*Data records:*

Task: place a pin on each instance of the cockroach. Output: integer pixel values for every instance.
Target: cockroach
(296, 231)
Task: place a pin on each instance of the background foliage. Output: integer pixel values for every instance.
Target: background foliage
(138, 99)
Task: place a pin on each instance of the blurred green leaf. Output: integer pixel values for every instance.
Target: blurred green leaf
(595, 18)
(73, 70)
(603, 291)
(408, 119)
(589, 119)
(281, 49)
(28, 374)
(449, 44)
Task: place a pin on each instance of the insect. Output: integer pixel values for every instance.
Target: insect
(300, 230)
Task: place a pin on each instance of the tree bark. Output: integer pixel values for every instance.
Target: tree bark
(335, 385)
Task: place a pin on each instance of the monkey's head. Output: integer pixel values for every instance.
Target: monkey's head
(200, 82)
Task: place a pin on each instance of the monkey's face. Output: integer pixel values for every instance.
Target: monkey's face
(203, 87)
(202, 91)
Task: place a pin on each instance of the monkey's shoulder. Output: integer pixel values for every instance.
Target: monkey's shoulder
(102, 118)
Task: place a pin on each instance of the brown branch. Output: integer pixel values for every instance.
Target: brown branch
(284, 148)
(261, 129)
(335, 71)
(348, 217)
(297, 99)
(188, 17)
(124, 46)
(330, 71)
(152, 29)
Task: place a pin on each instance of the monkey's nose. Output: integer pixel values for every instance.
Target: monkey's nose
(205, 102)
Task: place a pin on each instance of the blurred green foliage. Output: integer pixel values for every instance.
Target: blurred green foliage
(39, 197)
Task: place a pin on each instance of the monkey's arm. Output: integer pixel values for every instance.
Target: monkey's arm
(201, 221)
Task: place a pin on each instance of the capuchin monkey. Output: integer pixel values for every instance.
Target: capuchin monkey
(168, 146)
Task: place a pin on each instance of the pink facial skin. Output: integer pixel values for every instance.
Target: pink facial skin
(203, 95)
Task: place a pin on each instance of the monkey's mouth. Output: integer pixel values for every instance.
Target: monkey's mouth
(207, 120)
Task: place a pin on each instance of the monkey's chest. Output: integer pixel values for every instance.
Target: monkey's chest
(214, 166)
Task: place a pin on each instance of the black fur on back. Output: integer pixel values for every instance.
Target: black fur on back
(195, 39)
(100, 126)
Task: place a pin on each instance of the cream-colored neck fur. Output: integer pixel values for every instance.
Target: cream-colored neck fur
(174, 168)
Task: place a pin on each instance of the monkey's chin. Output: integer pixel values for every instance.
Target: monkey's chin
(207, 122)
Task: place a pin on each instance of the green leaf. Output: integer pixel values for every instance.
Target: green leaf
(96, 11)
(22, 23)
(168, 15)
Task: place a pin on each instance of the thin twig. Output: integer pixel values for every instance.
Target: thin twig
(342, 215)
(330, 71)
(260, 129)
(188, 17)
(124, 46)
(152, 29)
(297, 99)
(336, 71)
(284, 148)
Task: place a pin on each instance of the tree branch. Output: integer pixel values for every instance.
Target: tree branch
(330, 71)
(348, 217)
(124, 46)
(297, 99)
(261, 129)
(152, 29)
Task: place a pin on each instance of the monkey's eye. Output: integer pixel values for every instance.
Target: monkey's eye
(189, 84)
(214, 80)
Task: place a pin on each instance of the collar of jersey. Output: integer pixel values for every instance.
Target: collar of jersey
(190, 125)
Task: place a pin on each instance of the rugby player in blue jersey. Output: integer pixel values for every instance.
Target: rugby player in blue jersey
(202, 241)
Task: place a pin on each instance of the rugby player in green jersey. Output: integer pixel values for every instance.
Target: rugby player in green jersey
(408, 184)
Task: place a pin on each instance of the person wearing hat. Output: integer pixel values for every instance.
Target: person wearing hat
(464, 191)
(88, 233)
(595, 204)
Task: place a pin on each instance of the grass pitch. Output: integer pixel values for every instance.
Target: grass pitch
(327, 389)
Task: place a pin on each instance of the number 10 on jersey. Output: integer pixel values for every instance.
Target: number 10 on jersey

*Work to be completed:* Swap "place a pin" for "drop a marker" wherever it occurs in the lines above, and reproduce every line with all else left unchanged.

*Written response:*
Task: drop a marker on each instance of the cockroach. Output: integer pixel values for every instance.
Target: cockroach
(296, 231)
Task: drop a marker on each instance of the background foliage. Output: integer pixel values for every instance.
Target: background foliage
(138, 99)
Task: drop a marker on each instance of the blurred green leaf. Output: integer pixel values for every instance.
Target: blurred green leaf
(595, 18)
(73, 70)
(603, 291)
(408, 119)
(589, 119)
(281, 49)
(28, 374)
(449, 44)
Task: drop a marker on each instance of the insect. Output: integer pixel values for every instance.
Target: insect
(300, 230)
Task: drop a marker on each instance of the tree bark. Output: integer pixel values for every instance.
Target: tree bark
(335, 385)
Task: drop a marker on each instance of the monkey's head. Output: integer pixel values for every instance.
Target: monkey's head
(200, 82)
Task: drop a marker on each instance of the monkey's face. Output: integer pixel values for every instance.
Target: monkey's face
(203, 87)
(202, 91)
Task: drop a marker on each instance of the monkey's shoulder. Output: integer pixel values for every instance.
Target: monkey's shoulder
(102, 118)
Task: drop a marker on each instance of the brown branch. Output: integer pixel values for every instance.
Target: brown branch
(284, 148)
(261, 129)
(335, 71)
(348, 217)
(297, 99)
(188, 17)
(124, 46)
(330, 71)
(152, 29)
Task: drop a marker on each instance of the monkey's nose. Output: integer pixel values for every instance.
Target: monkey's nose
(205, 102)
Task: drop a marker on each instance of the blurred green foliage. Output: integer pixel values for every instance.
Target: blurred green foliage
(39, 197)
Task: drop a marker on each instance of the monkey's arm. Output: integer pixel values for every instance.
Target: monkey's arm
(201, 221)
Task: drop a marker on each instance of the capuchin monkey. Output: integer pixel values for every instance.
Target: capuchin monkey
(168, 146)
Task: drop a marker on each instance of the pink facial skin. Output: integer pixel values for every instance.
Target: pink facial skin
(203, 95)
Task: drop a marker on each instance of the monkey's mouth. Output: integer pixel values for every instance.
Target: monkey's mouth
(207, 120)
Task: drop a marker on each instance of the monkey's chest. Output: integer pixel values for every instance.
Target: monkey's chest
(214, 166)
Task: drop a marker on each instance of the black fur on back. Output: integer pixel values for every instance.
Target: black fur on back
(195, 39)
(100, 126)
Task: drop a marker on each instance of the cream-colored neck fur. Output: integer pixel values for every instance.
Target: cream-colored neck fur
(174, 168)
Task: drop a marker on each instance of the monkey's chin. Output: integer pixel values for every instance.
Target: monkey's chin
(207, 122)
Task: drop a marker on each instance of the green leaf. Output: integer pixel values for every instance.
Target: green leaf
(96, 11)
(22, 23)
(168, 15)
Task: drop a marker on each instance of the thin twig. Output: integer pixel values for every instance.
Target: thin twig
(342, 215)
(330, 71)
(260, 129)
(188, 17)
(124, 46)
(152, 29)
(297, 99)
(336, 71)
(284, 148)
Task: drop a marker on each instance of the tree branch. Output: integer pixel values for every instance.
Target: tree branch
(330, 71)
(348, 217)
(124, 46)
(297, 99)
(261, 129)
(152, 29)
Task: drop a marker on each instance of the monkey's eye. Output: integer pixel values for every instance.
Target: monkey's eye
(189, 84)
(214, 80)
Task: drop a marker on each instance of the collar of jersey. Output: integer pixel values for every instance.
Target: collar of jersey
(190, 125)
Task: drop a marker on each instance of the rugby player in blue jersey. Output: integer pixel values for every instance.
Target: rugby player in blue jersey
(202, 241)
Task: drop a marker on each instance of the rugby player in green jersey. Output: integer pixel values for every instance.
Target: rugby player in green jersey
(408, 184)
Task: drop a marker on each instance of the person wearing hat. Output: integer pixel values for every instance.
Target: person wearing hat
(464, 191)
(88, 233)
(595, 204)
Task: drop a marker on each instance of the grass pitch. Output: integer pixel values for every instance.
Target: grass pitch
(327, 389)
Task: drop a marker on each instance of the number 10 on jersey. Output: integer pixel values for every instance.
Target: number 10 on jersey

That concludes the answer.